With every picture left out, give the data below back exactly.

[MATERIAL FOR THE TASK — start]

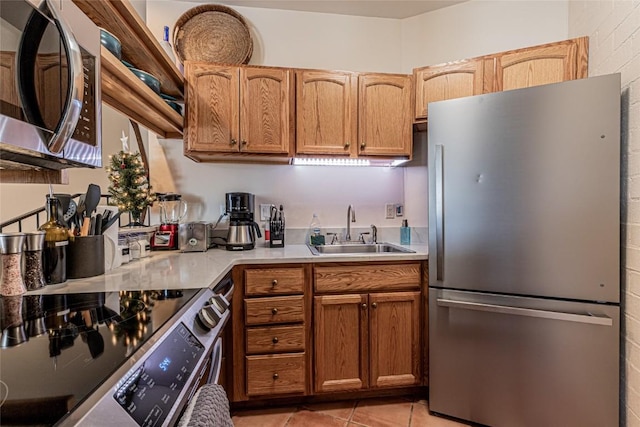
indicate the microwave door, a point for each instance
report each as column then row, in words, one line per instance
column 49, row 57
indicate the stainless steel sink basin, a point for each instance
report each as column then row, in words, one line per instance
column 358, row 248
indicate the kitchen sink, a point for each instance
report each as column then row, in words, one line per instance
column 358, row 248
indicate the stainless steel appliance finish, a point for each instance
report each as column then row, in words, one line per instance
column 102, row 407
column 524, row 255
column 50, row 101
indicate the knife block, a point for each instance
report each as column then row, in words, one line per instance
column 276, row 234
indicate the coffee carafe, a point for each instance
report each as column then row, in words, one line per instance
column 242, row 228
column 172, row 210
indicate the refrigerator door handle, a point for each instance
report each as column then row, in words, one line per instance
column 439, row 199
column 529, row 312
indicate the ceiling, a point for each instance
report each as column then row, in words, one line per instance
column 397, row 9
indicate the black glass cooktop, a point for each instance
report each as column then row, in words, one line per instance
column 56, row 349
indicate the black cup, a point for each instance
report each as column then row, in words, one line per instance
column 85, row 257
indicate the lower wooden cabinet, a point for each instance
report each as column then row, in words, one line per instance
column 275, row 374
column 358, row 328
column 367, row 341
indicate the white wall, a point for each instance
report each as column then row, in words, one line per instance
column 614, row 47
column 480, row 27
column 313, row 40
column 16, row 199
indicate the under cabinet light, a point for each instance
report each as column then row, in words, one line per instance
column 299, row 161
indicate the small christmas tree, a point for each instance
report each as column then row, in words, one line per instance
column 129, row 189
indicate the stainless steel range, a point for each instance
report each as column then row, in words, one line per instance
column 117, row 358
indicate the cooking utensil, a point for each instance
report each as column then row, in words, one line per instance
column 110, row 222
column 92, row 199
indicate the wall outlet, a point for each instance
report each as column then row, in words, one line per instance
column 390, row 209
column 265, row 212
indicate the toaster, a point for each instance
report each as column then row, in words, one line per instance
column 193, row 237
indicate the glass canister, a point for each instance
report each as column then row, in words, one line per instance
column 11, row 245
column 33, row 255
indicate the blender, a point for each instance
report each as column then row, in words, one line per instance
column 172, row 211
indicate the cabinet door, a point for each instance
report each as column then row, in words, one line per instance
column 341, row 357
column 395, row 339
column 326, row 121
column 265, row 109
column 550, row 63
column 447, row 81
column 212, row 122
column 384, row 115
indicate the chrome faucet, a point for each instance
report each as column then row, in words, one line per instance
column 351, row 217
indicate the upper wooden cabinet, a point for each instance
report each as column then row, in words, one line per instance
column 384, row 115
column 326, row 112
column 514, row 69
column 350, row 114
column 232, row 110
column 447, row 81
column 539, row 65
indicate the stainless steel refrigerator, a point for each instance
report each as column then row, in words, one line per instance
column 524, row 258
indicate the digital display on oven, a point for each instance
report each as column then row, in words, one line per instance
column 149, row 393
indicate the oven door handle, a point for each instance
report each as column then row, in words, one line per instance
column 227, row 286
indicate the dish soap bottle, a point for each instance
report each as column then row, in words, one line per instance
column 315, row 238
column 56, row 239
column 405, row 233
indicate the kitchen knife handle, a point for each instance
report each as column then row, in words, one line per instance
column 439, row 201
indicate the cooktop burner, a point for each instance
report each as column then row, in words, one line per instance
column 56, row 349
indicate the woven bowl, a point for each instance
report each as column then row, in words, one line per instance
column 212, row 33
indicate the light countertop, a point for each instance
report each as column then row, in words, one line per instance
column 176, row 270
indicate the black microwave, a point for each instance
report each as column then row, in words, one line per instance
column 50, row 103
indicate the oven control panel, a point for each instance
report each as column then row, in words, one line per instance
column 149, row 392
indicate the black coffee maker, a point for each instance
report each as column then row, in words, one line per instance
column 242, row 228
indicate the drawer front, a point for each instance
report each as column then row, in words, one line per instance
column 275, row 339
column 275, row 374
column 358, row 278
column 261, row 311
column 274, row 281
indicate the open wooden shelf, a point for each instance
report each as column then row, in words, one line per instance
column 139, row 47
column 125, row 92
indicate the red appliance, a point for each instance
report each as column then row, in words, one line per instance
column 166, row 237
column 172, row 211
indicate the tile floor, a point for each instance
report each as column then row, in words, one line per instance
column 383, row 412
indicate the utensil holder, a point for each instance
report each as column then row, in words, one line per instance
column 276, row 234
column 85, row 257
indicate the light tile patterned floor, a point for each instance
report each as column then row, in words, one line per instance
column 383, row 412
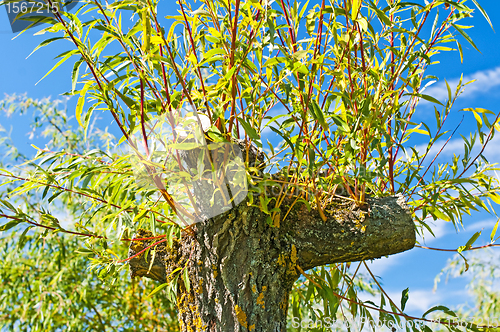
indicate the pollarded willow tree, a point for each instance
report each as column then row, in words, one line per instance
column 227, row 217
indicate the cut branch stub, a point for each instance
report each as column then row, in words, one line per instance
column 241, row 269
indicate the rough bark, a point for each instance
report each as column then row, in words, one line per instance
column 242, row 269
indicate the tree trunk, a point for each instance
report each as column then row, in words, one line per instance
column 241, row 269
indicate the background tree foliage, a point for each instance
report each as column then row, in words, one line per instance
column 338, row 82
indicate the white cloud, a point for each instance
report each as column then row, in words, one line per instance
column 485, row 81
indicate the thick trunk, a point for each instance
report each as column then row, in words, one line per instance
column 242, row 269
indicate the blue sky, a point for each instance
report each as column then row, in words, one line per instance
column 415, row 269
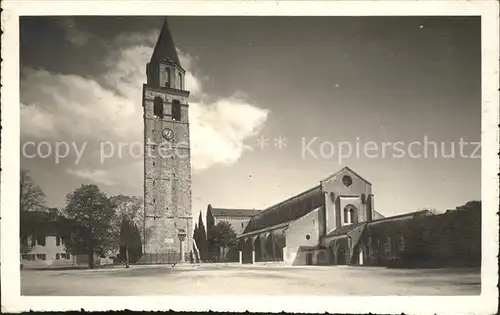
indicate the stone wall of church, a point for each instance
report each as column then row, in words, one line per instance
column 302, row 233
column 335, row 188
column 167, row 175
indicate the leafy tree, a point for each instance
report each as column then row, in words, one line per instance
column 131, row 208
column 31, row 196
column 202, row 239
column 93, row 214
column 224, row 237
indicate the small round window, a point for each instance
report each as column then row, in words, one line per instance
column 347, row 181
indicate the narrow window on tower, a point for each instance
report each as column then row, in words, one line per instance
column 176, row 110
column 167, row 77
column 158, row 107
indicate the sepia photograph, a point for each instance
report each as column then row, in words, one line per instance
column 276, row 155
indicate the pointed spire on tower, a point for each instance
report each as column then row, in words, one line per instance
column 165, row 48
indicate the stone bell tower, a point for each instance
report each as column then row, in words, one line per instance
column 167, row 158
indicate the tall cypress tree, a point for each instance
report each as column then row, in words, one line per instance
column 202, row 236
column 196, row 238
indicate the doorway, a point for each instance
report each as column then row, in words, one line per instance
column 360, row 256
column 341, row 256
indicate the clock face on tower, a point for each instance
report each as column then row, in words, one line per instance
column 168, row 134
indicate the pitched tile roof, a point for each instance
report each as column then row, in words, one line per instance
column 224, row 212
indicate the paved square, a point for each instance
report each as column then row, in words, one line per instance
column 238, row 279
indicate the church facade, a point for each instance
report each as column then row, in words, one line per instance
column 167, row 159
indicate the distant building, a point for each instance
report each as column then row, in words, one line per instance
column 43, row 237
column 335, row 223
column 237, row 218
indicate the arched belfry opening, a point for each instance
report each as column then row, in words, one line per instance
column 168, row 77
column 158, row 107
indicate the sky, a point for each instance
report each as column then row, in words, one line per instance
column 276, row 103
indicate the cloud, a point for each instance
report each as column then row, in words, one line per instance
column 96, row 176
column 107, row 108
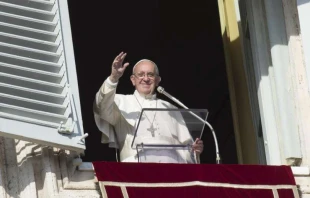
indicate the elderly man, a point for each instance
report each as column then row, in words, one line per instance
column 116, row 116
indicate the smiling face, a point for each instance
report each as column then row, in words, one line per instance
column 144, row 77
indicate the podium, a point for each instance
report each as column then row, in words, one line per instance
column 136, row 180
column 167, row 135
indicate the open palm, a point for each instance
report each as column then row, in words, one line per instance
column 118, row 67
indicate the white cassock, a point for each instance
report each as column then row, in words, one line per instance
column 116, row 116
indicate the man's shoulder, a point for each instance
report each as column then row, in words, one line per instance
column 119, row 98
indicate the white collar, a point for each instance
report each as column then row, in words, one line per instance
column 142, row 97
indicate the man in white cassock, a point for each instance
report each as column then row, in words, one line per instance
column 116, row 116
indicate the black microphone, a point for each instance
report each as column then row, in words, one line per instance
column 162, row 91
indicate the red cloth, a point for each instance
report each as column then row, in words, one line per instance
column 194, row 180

[MATERIAL FOR THE TASK — finish]

→ OUTPUT OF THE EXERCISE:
indicate the microwave door, a point for each instance
report each as column then row, in words, one line per instance
column 49, row 57
indicate the stainless steel sink basin, a point for each instance
report each as column then row, in words, one line per instance
column 358, row 248
indicate the kitchen sink, a point for each instance
report each as column then row, in words, one line per instance
column 358, row 248
indicate the stainless steel appliance finish, a point for each instance
report each as column then row, in words, one line per instance
column 102, row 407
column 524, row 255
column 50, row 101
indicate the knife block, a point for each instance
report each as column then row, in words, one line per instance
column 276, row 234
indicate the coffee carafe, a point for each instance
report each as column then row, in words, one line per instance
column 242, row 228
column 172, row 210
indicate the refrigerator door handle, a point for each instance
report each as column then row, in words, one line per instance
column 439, row 199
column 529, row 312
indicate the ceiling, a point for each instance
report each as column then row, in words, one line per instance
column 397, row 9
indicate the black glass cooktop, a point for each instance
report each as column then row, in words, one line per instance
column 56, row 349
indicate the black cup, a point for each instance
report each as column then row, in words, one line per instance
column 85, row 257
indicate the lower wooden cabinet, a point for each instance
report each as column then row, in words, one line per instance
column 275, row 374
column 358, row 328
column 367, row 341
indicate the white wall, a point for each instance
report each as column then row, in words, one line per instance
column 614, row 47
column 480, row 27
column 313, row 40
column 16, row 199
indicate the under cabinet light, a point for each instance
report each as column then row, in words, one line per instance
column 299, row 161
indicate the small christmas tree, a point for each instance
report each as column then row, in words, one line per instance
column 129, row 189
indicate the stainless steel range, a point for each instance
report each as column then row, in words, one line per instance
column 117, row 358
indicate the cooking utensil, a point for each instance
report each as column then row, in words, one line per instance
column 110, row 222
column 92, row 199
indicate the wall outlet, a point for each instance
report each as column then row, in words, one line per instance
column 390, row 209
column 265, row 212
indicate the toaster, a point for each instance
report each as column then row, in words, one line per instance
column 193, row 237
indicate the glass canister, a point for each instance
report each as column then row, in words, one line per instance
column 11, row 245
column 33, row 255
indicate the blender, a point for each instance
report each as column then row, in words, one line per instance
column 172, row 211
indicate the cabinet door, a point for each instance
report each as column then row, in words, one line per instance
column 341, row 357
column 395, row 339
column 326, row 121
column 265, row 109
column 550, row 63
column 447, row 81
column 212, row 122
column 384, row 115
indicate the chrome faucet, a point for each instance
report each as column then row, in words, one line per instance
column 351, row 217
indicate the upper wooden cabinet, a point for each instance
report each as column then row, in words, one line per instance
column 384, row 115
column 326, row 112
column 514, row 69
column 350, row 114
column 232, row 110
column 447, row 81
column 539, row 65
indicate the stainless steel refrigerator, a point for each instance
report each as column then row, in words, one line per instance
column 524, row 258
indicate the digital display on oven, a point for each instance
report each as column then row, in words, one line per instance
column 149, row 393
indicate the oven door handle, a point for each instance
report each as column then row, in words, one line per instance
column 227, row 286
indicate the dish soap bottle, a point for each instance
report each as column then row, in words, one line per instance
column 315, row 238
column 56, row 239
column 405, row 233
indicate the kitchen knife handle, a point for each instance
report each as column then row, in words, one line per instance
column 439, row 201
indicate the cooktop burner, a point for each instance
report each as column then row, in words, one line per instance
column 56, row 349
indicate the woven bowl, a point for each instance
report each as column then row, in words, one line per instance
column 212, row 33
indicate the light countertop, a point for each instance
report each as column then row, in words, one line per instance
column 176, row 270
indicate the black microwave, a point for each instance
report each as column then row, in words, one line per instance
column 50, row 103
indicate the oven control panel, a point for each instance
report each as column then row, in words, one line per instance
column 149, row 392
indicate the black coffee maker, a point for each instance
report each as column then row, in words, one line per instance
column 242, row 228
indicate the drawer front, a point for each instance
report each as column then row, in words, one line per instance
column 275, row 339
column 275, row 374
column 358, row 278
column 261, row 311
column 274, row 281
indicate the open wooden shelf, a point for each instance
report each as column then row, in words, one line per instance
column 139, row 47
column 125, row 92
indicate the red appliance, a point for each instance
report each as column then row, in words, one line per instance
column 166, row 237
column 172, row 211
indicate the tile floor, a point for each instance
report each as column then row, in words, one line per instance
column 383, row 412
indicate the utensil holder, a point for each instance
report each as column then row, in words, one line per instance
column 276, row 234
column 85, row 257
indicate the light tile patterned floor, a point for each instance
report each as column then row, in words, one line per instance
column 383, row 412
indicate the pollarded willow tree, a point for each instance
report each as column then row, in words, one line per instance
column 227, row 217
indicate the cut branch stub, a point for each instance
report each as column then row, in words, one line per instance
column 241, row 269
indicate the rough bark, a point for each instance
report each as column then row, in words, one line per instance
column 242, row 269
indicate the tree trunk, a point for each instance
report each as column then row, in words, one line per instance
column 241, row 269
indicate the background tree foliage, a point for each instance
report each as column then row, in words, one line per instance
column 338, row 82
indicate the white cloud, a point for each instance
report each as column then row, in words, one line per instance
column 485, row 81
indicate the thick trunk, a point for each instance
report each as column then row, in words, one line per instance
column 242, row 269
indicate the blue sky, a point for each instance
report each as column then row, in words, one line per instance
column 415, row 269
indicate the stone wall of church, a point for each instance
report each as column then row, in words, one line per instance
column 302, row 233
column 335, row 188
column 167, row 175
indicate the leafy tree, a point for each instance
report each as column then row, in words, one line per instance
column 131, row 208
column 31, row 196
column 202, row 239
column 93, row 214
column 224, row 237
indicate the small round window, a point for each instance
report each as column then row, in words, one line per instance
column 347, row 181
indicate the narrow window on tower, a point for each instance
report each as column then row, in words, one line per instance
column 176, row 110
column 167, row 77
column 158, row 107
indicate the sepia photograph, a point for each instance
report each as column then row, in words, one line per instance
column 276, row 155
indicate the pointed spire on tower, a point for each instance
report each as column then row, in words, one line per instance
column 165, row 48
indicate the stone bell tower, a point for each instance
report each as column then row, in words, one line per instance
column 167, row 158
indicate the tall cypress tree, a point for each instance
report each as column then row, in words, one line per instance
column 202, row 236
column 196, row 238
indicate the doorway, a point for each instance
report each as column then row, in words, one line per instance
column 360, row 256
column 341, row 256
indicate the clock face on tower, a point for each instance
report each as column then row, in words, one line per instance
column 168, row 134
indicate the pitched tile roof, a point for each instance
report each as column then row, in words, one line per instance
column 224, row 212
indicate the paved square, a point for each instance
report each as column then row, in words, one line per instance
column 238, row 279
indicate the church facade, a point for each instance
report each as column then row, in words, one line per instance
column 167, row 159
indicate the distant building, a point for each instance
report each as column then row, in words, one line per instance
column 43, row 237
column 335, row 223
column 237, row 218
indicate the arched belfry opening, a point for each instance
report each as column then row, in words, one line per instance
column 168, row 77
column 158, row 107
indicate the sky, a point for each instance
report each as column then row, in words, one line per instance
column 276, row 103
indicate the cloud, a point for each instance
report each as column then row, in words, one line per instance
column 96, row 176
column 107, row 108
indicate the elderly man, a point for each instance
report each as column then row, in words, one line per instance
column 116, row 116
indicate the smiling face, a point for each instance
report each as column then row, in words, one line per instance
column 144, row 77
indicate the podium, a point for each instance
report each as column then row, in words, one line per instance
column 136, row 180
column 167, row 135
indicate the open palm, a point for each instance
report each as column then row, in words, one line per instance
column 118, row 67
indicate the white cassock, a point for each instance
report each as column then row, in words, one line per instance
column 116, row 116
indicate the man's shoulder, a point for each instance
report each as column then row, in words, one line per instance
column 119, row 98
indicate the white collar, a point for each instance
report each as column then row, in words, one line per instance
column 142, row 97
indicate the man in white cassock, a point for each instance
report each as column then row, in words, one line per instance
column 116, row 116
indicate the black microphone, a point for each instance
report each as column then row, in words, one line per instance
column 162, row 91
indicate the red cloth, a point for each instance
report each as column then row, in words, one line per instance
column 194, row 180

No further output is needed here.